## Problem requirements
Write out only the lines running from the one that contains "of the solid" to the end of the material, both ends included.

Dataset records
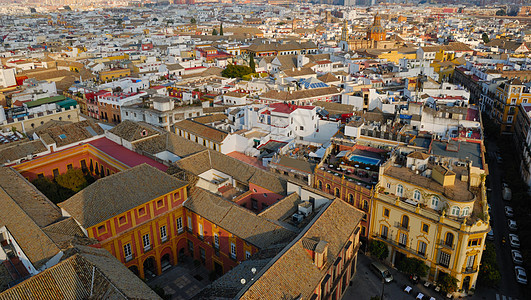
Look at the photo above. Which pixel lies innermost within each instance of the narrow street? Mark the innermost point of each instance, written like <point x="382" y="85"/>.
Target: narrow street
<point x="508" y="286"/>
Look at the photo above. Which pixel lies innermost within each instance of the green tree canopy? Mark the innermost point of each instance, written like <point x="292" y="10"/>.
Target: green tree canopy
<point x="485" y="37"/>
<point x="236" y="71"/>
<point x="252" y="64"/>
<point x="73" y="180"/>
<point x="413" y="266"/>
<point x="378" y="249"/>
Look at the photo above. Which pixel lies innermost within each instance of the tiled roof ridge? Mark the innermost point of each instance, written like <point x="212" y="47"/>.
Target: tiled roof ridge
<point x="35" y="190"/>
<point x="298" y="238"/>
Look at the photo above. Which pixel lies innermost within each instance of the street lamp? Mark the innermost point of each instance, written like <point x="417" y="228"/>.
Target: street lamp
<point x="383" y="285"/>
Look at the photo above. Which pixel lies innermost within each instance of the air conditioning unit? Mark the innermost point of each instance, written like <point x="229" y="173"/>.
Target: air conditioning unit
<point x="305" y="208"/>
<point x="297" y="218"/>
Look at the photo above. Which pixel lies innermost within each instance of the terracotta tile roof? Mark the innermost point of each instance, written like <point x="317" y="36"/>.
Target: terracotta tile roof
<point x="66" y="134"/>
<point x="237" y="220"/>
<point x="328" y="77"/>
<point x="133" y="131"/>
<point x="210" y="118"/>
<point x="201" y="130"/>
<point x="301" y="94"/>
<point x="292" y="273"/>
<point x="119" y="193"/>
<point x="334" y="107"/>
<point x="283" y="208"/>
<point x="16" y="150"/>
<point x="298" y="72"/>
<point x="90" y="269"/>
<point x="240" y="171"/>
<point x="171" y="142"/>
<point x="25" y="211"/>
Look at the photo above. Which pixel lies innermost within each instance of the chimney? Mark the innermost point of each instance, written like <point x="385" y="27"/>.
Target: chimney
<point x="321" y="253"/>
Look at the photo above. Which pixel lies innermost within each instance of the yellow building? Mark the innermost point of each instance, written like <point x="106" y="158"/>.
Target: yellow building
<point x="509" y="95"/>
<point x="433" y="214"/>
<point x="114" y="74"/>
<point x="395" y="55"/>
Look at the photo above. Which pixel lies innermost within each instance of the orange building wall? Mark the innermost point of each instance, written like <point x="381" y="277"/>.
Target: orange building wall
<point x="60" y="160"/>
<point x="130" y="226"/>
<point x="360" y="193"/>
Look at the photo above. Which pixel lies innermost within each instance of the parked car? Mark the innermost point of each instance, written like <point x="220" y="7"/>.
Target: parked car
<point x="517" y="257"/>
<point x="509" y="211"/>
<point x="382" y="271"/>
<point x="490" y="235"/>
<point x="521" y="276"/>
<point x="507" y="194"/>
<point x="514" y="240"/>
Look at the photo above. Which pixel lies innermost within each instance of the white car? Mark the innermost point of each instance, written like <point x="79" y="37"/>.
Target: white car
<point x="514" y="240"/>
<point x="521" y="276"/>
<point x="490" y="235"/>
<point x="509" y="212"/>
<point x="517" y="257"/>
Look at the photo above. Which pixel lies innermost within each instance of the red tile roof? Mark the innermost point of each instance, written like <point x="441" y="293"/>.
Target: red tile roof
<point x="125" y="155"/>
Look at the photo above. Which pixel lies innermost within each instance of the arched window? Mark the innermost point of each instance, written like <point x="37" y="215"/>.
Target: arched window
<point x="455" y="211"/>
<point x="434" y="202"/>
<point x="399" y="190"/>
<point x="449" y="240"/>
<point x="416" y="195"/>
<point x="405" y="221"/>
<point x="465" y="211"/>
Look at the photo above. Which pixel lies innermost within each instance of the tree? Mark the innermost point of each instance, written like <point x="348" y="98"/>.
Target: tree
<point x="413" y="266"/>
<point x="252" y="65"/>
<point x="447" y="282"/>
<point x="235" y="71"/>
<point x="485" y="37"/>
<point x="489" y="274"/>
<point x="378" y="249"/>
<point x="73" y="180"/>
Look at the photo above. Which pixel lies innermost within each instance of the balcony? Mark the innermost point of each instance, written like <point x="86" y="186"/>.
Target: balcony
<point x="470" y="270"/>
<point x="390" y="240"/>
<point x="129" y="257"/>
<point x="446" y="245"/>
<point x="401" y="226"/>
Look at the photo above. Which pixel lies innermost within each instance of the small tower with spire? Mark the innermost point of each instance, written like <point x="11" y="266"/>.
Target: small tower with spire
<point x="344" y="31"/>
<point x="376" y="32"/>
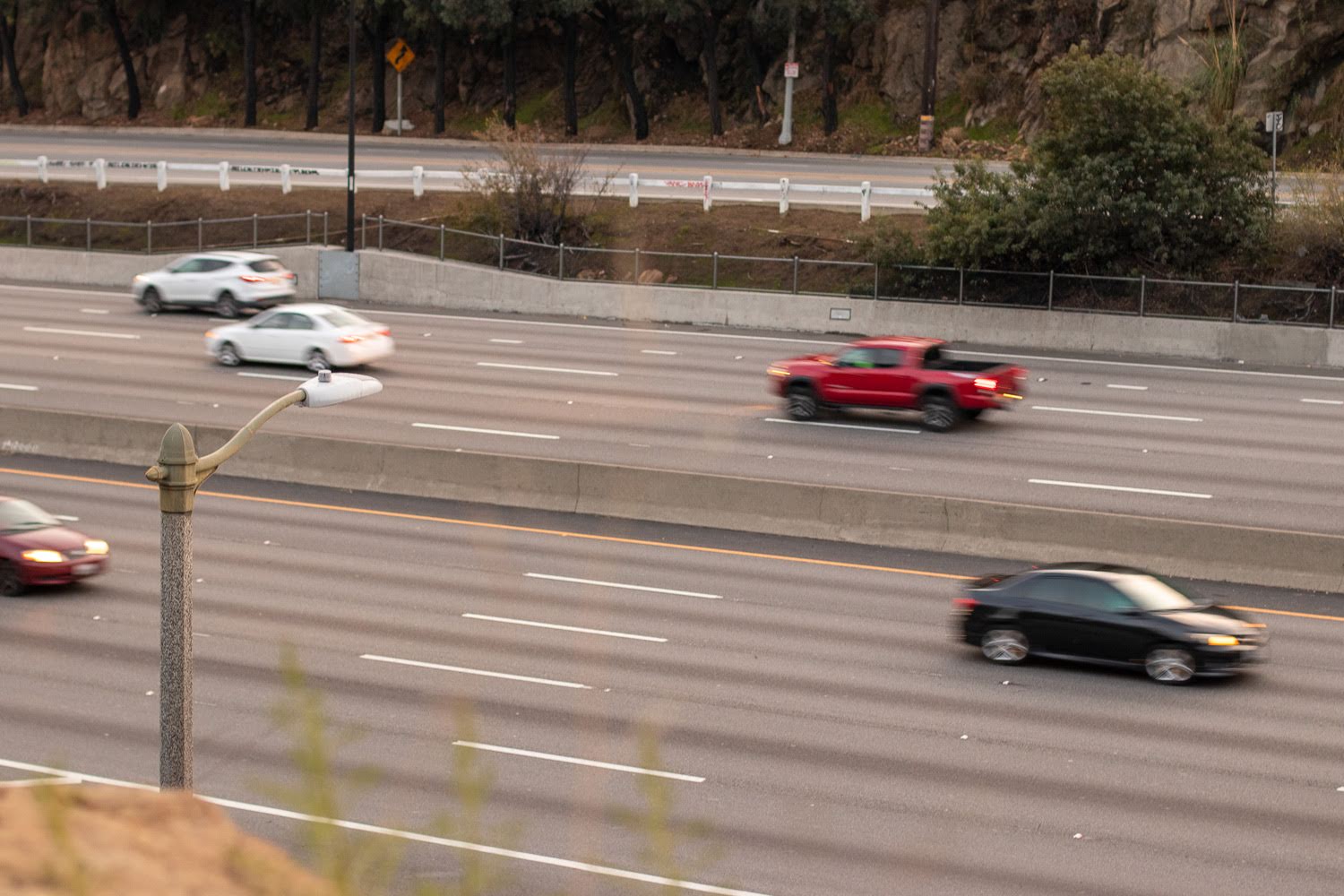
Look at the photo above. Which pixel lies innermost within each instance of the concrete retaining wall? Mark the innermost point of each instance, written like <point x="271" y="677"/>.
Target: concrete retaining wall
<point x="988" y="528"/>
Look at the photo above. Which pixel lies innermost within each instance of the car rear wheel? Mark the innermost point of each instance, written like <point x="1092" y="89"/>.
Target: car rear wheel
<point x="940" y="413"/>
<point x="152" y="301"/>
<point x="228" y="355"/>
<point x="1005" y="646"/>
<point x="314" y="360"/>
<point x="1169" y="665"/>
<point x="11" y="586"/>
<point x="226" y="306"/>
<point x="801" y="403"/>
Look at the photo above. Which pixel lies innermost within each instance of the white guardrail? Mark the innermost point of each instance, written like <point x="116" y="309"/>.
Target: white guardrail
<point x="703" y="190"/>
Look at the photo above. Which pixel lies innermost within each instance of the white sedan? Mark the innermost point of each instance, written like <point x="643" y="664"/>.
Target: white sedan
<point x="317" y="336"/>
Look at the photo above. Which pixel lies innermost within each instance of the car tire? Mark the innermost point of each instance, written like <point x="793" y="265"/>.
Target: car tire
<point x="801" y="403"/>
<point x="228" y="355"/>
<point x="152" y="301"/>
<point x="316" y="362"/>
<point x="11" y="586"/>
<point x="1169" y="665"/>
<point x="1005" y="646"/>
<point x="226" y="306"/>
<point x="940" y="413"/>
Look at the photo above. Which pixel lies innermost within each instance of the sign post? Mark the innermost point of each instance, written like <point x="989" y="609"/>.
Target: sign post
<point x="1273" y="124"/>
<point x="400" y="56"/>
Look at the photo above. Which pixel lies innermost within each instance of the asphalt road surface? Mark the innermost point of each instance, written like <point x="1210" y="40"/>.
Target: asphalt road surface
<point x="814" y="718"/>
<point x="1223" y="444"/>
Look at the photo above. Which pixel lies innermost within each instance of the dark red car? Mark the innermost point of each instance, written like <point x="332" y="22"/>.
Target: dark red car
<point x="895" y="373"/>
<point x="37" y="548"/>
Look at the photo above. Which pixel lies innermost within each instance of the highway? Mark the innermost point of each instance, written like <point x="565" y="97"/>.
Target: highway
<point x="1223" y="444"/>
<point x="814" y="713"/>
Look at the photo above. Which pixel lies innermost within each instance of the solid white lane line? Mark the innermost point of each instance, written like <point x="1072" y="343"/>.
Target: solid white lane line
<point x="473" y="672"/>
<point x="78" y="332"/>
<point x="1121" y="487"/>
<point x="846" y="426"/>
<point x="273" y="376"/>
<point x="468" y="429"/>
<point x="559" y="627"/>
<point x="573" y="761"/>
<point x="546" y="370"/>
<point x="621" y="584"/>
<point x="1145" y="417"/>
<point x="405" y="834"/>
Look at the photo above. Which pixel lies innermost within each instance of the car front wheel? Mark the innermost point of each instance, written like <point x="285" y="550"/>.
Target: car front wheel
<point x="1005" y="646"/>
<point x="1169" y="665"/>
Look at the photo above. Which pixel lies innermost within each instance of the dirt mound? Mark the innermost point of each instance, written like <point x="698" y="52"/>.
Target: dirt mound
<point x="112" y="841"/>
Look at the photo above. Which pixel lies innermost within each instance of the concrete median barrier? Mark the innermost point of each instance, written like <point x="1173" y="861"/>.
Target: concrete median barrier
<point x="890" y="519"/>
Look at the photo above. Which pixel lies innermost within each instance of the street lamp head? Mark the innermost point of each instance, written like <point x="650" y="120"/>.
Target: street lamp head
<point x="332" y="389"/>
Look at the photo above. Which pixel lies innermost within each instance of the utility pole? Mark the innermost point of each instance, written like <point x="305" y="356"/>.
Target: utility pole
<point x="930" y="86"/>
<point x="790" y="66"/>
<point x="349" y="142"/>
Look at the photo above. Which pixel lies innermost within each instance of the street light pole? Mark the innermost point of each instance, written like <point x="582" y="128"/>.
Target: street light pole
<point x="179" y="473"/>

## Solution for this exercise
Look at the photo above. Which pixel lies innermost within each instance of the solid white lane line? Mark the innermost point of each instance, written like <point x="1072" y="343"/>.
Target: solid white lane line
<point x="473" y="672"/>
<point x="78" y="332"/>
<point x="1121" y="487"/>
<point x="846" y="426"/>
<point x="273" y="376"/>
<point x="468" y="429"/>
<point x="559" y="627"/>
<point x="573" y="761"/>
<point x="546" y="370"/>
<point x="621" y="584"/>
<point x="1145" y="417"/>
<point x="405" y="834"/>
Look at the photo above. Which pixel lies innermost within each instance of the car front wheel? Mark the innermost point of each instance, written like <point x="285" y="550"/>.
Target: car front wheel
<point x="1005" y="646"/>
<point x="1169" y="665"/>
Look at the photo above. Which pixel lies innermost within each instance of the dirt mound? Mark the innermost point of each instance, written like <point x="698" y="52"/>.
Target: dirt mound
<point x="112" y="841"/>
Look at the photo above. Which pixel lies innermost within each instance of the concrete median barrier? Mark the innermost point of each instance, written like <point x="1173" y="861"/>.
Target: concrete median barrier
<point x="890" y="519"/>
Look at the photo above. Which pixel lies innermost within each instance of the street lamp head? Mark the innermost point of each instance, written like <point x="650" y="120"/>.
Target: street lamp head
<point x="332" y="389"/>
Look at the photo above. Which pixel lies innermost within each instance of the utility pole? Mark the innermost point of each instance, written like <point x="305" y="356"/>.
Target: utility pole
<point x="930" y="86"/>
<point x="790" y="66"/>
<point x="349" y="142"/>
Look at the photo above. Which pixel lies innermost within each instance of the street light pole? Mark the innermost point of each instance, written like <point x="582" y="128"/>.
Target: street light pole
<point x="179" y="473"/>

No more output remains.